In strong interaction physics, light front holography or light front holographic QCD is an approximate version of the theory of quantum chromodynamics (QCD) which results from mapping the gauge theory of QCD to a higher-dimensional anti-de Sitter space (AdS) inspired by the AdS/CFT correspondence (gauge/gravity duality) proposed for string theory. This procedure makes it possible to find analytic solutions (closed-form expression) in situations where strong coupling occurs (the "strongly coupled regime"), improving predictions of the masses of hadrons (such as protons, neutrons, and mesons) and their internal structure revealed by high-energy accelerator experiments. The most widely used approach to finding approximate solutions to the QCD equations, lattice QCD, has had many successful applications; It is a numerical approach formulated in Euclidean space rather than physical Minkowski space-time.

==Motivation and background==

One of the key problems in elementary particle physics is to compute the mass spectrum and structure of hadrons, such as the proton, as bound states of quarks and gluons. Unlike quantum electrodynamics (QED), the strong coupling constant of the constituents of a proton calculates hadronic properties, such as the proton mass and color confinement, a most difficult problem to solve. The most successful theoretical approach has been to formulate QCD as a lattice gauge theory and employ large numerical simulations on advanced computers. Notwithstanding, important dynamical QCD properties in Minkowski space-time are not amenable to Euclidean numerical lattice computations. An important theoretical goal is thus to find an initial approximation to QCD which is both analytically tractable and which can be systematically improved.

To address this problem, the light front holography approach maps a confining gauge theory quantized on the light front to a higher-dimensional anti-de Sitter space (AdS) incorporating the AdS/CFT correspondence as a useful guide. The AdS/CFT correspondence is an example of the holographic principle, since it relates gravitation in a five-dimensional AdS space to a conformal quantum field theory at its four-dimensional space-time boundary.

# Source material:
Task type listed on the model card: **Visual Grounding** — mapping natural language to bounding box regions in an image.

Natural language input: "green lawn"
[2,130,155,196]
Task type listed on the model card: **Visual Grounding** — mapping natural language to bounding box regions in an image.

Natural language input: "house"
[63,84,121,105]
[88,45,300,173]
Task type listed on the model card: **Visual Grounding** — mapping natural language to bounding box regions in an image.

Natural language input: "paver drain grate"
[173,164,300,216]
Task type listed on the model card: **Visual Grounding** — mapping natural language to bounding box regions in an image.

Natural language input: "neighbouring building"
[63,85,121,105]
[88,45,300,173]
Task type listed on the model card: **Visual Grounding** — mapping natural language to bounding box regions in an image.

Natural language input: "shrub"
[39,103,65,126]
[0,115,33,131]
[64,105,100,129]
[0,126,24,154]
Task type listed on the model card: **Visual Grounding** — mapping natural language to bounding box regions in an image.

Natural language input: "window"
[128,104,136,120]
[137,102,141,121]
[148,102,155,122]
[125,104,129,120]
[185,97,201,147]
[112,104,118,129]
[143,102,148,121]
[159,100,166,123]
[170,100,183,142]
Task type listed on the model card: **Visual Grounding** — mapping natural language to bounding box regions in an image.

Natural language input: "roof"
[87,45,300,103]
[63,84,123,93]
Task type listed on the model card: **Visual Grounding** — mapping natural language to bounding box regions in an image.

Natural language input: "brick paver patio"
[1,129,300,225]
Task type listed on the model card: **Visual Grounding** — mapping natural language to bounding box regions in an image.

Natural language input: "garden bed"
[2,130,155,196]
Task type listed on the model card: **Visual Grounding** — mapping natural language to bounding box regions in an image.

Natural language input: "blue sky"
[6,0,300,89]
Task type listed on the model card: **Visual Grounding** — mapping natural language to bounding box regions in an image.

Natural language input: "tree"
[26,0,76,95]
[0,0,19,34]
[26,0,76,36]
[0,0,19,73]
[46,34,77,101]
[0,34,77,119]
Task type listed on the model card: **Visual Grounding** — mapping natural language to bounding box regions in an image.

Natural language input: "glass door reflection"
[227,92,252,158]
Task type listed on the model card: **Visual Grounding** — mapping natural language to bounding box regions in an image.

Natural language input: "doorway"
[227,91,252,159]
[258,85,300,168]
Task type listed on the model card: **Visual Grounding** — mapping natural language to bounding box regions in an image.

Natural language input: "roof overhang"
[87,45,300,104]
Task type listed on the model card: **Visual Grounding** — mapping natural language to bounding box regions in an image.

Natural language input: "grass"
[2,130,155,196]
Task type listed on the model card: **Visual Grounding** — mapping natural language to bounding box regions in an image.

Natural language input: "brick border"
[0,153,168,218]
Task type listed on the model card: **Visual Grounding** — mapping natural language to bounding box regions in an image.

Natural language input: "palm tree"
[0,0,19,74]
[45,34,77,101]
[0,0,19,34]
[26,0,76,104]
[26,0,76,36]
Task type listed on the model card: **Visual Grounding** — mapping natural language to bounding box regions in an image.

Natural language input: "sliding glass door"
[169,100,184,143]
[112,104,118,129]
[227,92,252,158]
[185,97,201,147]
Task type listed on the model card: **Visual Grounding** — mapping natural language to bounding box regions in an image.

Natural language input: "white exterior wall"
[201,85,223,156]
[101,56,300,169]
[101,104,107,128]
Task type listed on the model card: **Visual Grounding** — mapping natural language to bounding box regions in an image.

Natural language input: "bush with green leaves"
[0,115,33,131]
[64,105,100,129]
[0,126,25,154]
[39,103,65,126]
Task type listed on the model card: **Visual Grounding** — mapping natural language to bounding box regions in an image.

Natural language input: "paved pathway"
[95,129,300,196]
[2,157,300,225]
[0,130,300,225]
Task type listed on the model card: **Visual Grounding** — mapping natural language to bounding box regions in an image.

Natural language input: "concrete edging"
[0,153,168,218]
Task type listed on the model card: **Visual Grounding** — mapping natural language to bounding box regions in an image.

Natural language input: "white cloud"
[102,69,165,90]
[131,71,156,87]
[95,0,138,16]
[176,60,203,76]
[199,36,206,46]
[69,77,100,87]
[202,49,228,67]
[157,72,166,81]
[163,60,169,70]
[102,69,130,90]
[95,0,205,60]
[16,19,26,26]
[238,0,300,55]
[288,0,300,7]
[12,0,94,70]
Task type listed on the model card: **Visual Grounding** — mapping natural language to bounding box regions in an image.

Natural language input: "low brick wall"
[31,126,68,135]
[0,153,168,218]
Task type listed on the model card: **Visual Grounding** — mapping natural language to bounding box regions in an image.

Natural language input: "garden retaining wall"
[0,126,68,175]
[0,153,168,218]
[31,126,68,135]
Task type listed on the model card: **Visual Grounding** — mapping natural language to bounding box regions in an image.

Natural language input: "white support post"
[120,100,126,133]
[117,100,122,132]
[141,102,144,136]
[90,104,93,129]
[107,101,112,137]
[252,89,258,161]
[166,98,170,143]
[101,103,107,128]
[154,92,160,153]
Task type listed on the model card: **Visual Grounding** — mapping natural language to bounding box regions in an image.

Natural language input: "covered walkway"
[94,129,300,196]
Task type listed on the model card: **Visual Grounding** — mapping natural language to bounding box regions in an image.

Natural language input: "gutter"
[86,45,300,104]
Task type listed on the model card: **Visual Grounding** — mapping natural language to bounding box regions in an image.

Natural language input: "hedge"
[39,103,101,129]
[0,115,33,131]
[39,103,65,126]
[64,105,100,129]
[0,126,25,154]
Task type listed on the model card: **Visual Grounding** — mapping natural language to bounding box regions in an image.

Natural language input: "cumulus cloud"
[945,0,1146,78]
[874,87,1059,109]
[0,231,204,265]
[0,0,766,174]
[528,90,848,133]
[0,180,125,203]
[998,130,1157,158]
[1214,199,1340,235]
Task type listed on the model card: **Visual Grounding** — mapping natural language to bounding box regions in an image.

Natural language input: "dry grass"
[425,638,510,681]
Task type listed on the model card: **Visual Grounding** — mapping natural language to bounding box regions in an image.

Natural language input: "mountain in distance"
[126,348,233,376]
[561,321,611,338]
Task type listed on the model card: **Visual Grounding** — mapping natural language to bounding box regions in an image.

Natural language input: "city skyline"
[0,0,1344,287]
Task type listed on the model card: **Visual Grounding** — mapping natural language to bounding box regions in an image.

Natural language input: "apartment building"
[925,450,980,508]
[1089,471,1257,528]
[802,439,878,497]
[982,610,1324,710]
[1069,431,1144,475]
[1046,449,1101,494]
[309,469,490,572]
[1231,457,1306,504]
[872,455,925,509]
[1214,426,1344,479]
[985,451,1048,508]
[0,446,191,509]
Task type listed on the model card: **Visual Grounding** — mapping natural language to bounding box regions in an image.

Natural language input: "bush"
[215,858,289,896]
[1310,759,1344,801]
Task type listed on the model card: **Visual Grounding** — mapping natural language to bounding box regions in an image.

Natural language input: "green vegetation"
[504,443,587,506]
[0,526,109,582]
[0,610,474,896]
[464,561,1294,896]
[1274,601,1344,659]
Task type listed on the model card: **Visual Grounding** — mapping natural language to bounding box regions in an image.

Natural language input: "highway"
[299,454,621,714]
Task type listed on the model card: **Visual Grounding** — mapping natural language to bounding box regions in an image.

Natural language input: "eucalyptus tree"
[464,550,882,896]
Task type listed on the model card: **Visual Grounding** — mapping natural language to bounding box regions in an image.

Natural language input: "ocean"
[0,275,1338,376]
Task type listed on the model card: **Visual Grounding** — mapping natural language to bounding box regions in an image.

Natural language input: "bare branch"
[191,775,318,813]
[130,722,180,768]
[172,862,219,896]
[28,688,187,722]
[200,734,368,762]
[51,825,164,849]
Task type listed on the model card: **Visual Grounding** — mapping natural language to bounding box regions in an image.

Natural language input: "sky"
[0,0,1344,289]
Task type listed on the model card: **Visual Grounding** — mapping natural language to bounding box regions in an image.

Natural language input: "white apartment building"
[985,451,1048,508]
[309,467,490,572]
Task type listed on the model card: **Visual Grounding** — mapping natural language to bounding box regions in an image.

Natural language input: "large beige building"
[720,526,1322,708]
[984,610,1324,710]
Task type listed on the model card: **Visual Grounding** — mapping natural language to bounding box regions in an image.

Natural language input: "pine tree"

# Task list:
1 - Summarize the passage on light front holography in two sentences.
2 - Pick up the passage on light front holography after its final sentence and continue it.

# Exercise responses:
1 - Light front holography is an approximate version of QCD that maps its gauge theory to a higher-dimensional anti-de Sitter space, guided by the AdS/CFT correspondence, so that analytic solutions can be found in the strongly coupled regime and hadron masses and structure can be predicted better. Lattice QCD, the most successful approach so far, runs numerical simulations in Euclidean space and cannot reach important dynamical properties in Minkowski space-time, so a key goal is an analytically tractable approximation to QCD that can be systematically improved.

2 -
Light front quantization was introduced by Paul Dirac to solve relativistic quantum field theories. It is the ideal framework to describe the structure of the hadrons in terms of their constituents measured at the same light-front time, $\tau = x^0 + x^3$, the time marked by the front of a light wave. In the light front the Hamiltonian equations for relativistic bound state systems and the AdS wave equations have a similar structure, which makes the connection of QCD with gauge/gravity methods possible. The interrelation of the AdS geometrical representation with light-front holography provides a remarkable first approximation for the mass spectra and wave functions of meson and baryon light-quark bound states.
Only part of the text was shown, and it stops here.